_Task requirements_:
a) Please copy the Simple MAPI text starting with "So the question" and going on through "for new comers.".
b) According to the Simple MAPI text, what three messaging types does the 6th reference cover?

_Document text_:
>> begin
So the question is, was it smart to choose Simple MAPI over the CMC, MAPI and CDO libraries ? I think it was a wise decision because as stated in the 6th reference, time is a valuable resource and Simple MAPI is so… simple. I don't know much about CMC, only it's perfect for cross-platform development and it has the same functions as Simple MAPI. This last info made me ticked as TB is a cross-platform application. MAPI is COM-based so it's far much more powerful than Simple MAPI but it's far less accessible. Dozens of interfaces, structures… A real maze for new comers.

In the 6th reference there's also a very important section about messaging types : enabled, aware and based. TB is apparently enabled/aware, the simple approach. But based applications have a few extra features :

« Messaging-based applications have more complex messaging requirements because they have more direct contact with and control over the underlying messaging system services like address books, message stores, and transports. These applications often implement a wide variety of messaging features, such as rules processing, automatic forwarding, and supporting Rich Text Format. »
>> end
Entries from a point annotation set
>> begin
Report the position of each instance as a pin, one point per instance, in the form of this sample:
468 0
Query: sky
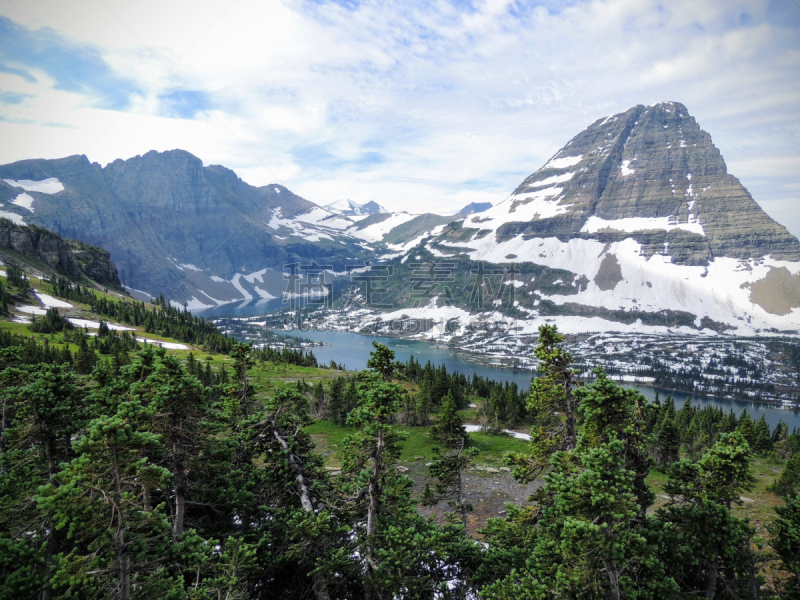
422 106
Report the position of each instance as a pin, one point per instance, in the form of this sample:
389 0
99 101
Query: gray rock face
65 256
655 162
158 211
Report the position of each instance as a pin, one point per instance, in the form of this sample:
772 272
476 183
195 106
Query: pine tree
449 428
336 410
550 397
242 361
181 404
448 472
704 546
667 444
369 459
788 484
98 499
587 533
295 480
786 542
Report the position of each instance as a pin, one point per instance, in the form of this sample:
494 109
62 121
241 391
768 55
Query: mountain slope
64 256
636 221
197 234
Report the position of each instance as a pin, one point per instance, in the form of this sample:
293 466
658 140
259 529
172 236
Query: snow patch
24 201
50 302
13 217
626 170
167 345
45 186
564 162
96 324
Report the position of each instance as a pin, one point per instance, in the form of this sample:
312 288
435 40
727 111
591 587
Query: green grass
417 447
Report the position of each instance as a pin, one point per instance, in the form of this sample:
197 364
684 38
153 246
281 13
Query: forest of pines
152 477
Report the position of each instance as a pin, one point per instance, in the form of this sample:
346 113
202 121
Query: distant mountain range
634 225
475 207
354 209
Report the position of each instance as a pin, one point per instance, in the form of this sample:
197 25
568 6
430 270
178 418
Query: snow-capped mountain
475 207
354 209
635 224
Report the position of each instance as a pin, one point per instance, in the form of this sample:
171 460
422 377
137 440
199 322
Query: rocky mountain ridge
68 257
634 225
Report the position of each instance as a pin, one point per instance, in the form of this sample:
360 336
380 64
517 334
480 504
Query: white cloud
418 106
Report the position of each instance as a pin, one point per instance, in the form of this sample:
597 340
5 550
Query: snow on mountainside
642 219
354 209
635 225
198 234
>> end
>> begin
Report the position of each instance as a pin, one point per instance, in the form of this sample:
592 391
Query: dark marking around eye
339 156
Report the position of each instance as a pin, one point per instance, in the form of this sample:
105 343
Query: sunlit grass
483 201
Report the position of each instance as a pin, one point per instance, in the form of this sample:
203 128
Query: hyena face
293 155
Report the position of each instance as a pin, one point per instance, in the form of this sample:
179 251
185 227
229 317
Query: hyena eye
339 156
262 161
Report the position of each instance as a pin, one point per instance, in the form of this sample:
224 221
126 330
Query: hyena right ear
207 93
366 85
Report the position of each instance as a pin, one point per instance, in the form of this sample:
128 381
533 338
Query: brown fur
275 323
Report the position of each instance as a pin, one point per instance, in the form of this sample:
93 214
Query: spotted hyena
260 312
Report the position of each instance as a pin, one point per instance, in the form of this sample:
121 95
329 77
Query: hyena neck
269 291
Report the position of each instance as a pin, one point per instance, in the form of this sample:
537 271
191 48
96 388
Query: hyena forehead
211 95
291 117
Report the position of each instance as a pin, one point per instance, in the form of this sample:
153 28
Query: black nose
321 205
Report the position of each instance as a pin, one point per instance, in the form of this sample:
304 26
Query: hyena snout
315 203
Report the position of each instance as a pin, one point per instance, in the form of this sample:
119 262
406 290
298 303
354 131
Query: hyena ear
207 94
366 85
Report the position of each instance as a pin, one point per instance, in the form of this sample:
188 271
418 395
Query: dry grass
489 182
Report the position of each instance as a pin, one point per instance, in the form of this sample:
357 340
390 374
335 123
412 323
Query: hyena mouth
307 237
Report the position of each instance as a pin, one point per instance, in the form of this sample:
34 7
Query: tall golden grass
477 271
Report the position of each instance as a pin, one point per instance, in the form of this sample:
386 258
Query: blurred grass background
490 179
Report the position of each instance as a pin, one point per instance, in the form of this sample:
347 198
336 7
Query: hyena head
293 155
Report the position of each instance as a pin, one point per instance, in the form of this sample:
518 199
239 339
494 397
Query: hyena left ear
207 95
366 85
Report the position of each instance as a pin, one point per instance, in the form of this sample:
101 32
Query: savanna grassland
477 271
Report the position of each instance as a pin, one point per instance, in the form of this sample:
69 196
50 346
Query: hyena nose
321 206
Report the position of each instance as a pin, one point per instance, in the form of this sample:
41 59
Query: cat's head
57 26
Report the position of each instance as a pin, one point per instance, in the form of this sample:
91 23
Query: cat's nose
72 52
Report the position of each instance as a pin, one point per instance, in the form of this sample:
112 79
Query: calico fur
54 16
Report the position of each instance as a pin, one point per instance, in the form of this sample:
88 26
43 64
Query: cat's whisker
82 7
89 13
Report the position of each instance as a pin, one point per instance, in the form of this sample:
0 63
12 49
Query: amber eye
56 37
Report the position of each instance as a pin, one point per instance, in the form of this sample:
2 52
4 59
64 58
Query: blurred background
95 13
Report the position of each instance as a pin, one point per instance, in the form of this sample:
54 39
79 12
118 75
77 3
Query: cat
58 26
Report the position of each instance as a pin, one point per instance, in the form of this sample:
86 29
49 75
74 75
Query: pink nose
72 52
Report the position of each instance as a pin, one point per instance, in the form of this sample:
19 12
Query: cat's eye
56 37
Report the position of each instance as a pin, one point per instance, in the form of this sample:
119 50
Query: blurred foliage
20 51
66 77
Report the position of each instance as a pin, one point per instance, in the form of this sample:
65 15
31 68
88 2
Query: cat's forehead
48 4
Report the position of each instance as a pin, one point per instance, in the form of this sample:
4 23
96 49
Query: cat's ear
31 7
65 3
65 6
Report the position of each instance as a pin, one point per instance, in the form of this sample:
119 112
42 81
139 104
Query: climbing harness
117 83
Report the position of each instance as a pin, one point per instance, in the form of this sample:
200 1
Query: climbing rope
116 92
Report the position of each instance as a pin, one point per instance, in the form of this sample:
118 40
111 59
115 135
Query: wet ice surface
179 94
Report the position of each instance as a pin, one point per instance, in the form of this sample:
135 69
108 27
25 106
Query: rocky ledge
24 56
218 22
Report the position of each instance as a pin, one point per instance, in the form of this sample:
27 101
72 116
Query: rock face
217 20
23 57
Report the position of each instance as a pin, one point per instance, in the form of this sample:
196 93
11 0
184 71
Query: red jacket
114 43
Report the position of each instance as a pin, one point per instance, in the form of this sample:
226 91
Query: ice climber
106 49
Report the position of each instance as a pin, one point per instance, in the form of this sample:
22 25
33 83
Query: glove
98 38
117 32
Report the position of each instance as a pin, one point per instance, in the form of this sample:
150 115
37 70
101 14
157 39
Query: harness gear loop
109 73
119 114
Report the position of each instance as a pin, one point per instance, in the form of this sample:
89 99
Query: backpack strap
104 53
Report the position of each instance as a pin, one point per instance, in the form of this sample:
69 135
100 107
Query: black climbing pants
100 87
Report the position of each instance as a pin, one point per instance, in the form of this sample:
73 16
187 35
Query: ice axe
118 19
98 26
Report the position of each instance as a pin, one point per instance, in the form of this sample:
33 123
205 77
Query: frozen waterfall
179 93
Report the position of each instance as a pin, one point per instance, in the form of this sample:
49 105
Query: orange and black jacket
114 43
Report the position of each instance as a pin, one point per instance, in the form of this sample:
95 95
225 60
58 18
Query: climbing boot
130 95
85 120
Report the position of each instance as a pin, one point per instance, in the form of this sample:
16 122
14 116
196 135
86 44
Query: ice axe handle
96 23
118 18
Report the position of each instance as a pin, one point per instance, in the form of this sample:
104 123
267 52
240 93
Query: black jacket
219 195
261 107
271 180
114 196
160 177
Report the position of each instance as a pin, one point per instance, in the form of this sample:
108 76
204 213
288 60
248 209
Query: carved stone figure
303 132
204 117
>> end
_Results for the exercise_:
a)
So the question is, was it smart to choose Simple MAPI over the CMC, MAPI and CDO libraries ? I think it was a wise decision because as stated in the 6th reference, time is a valuable resource and Simple MAPI is so… simple. I don't know much about CMC, only it's perfect for cross-platform development and it has the same functions as Simple MAPI. This last info made me ticked as TB is a cross-platform application. MAPI is COM-based so it's far much more powerful than Simple MAPI but it's far less accessible. Dozens of interfaces, structures… A real maze for new comers.

b) Enabled, aware, and based.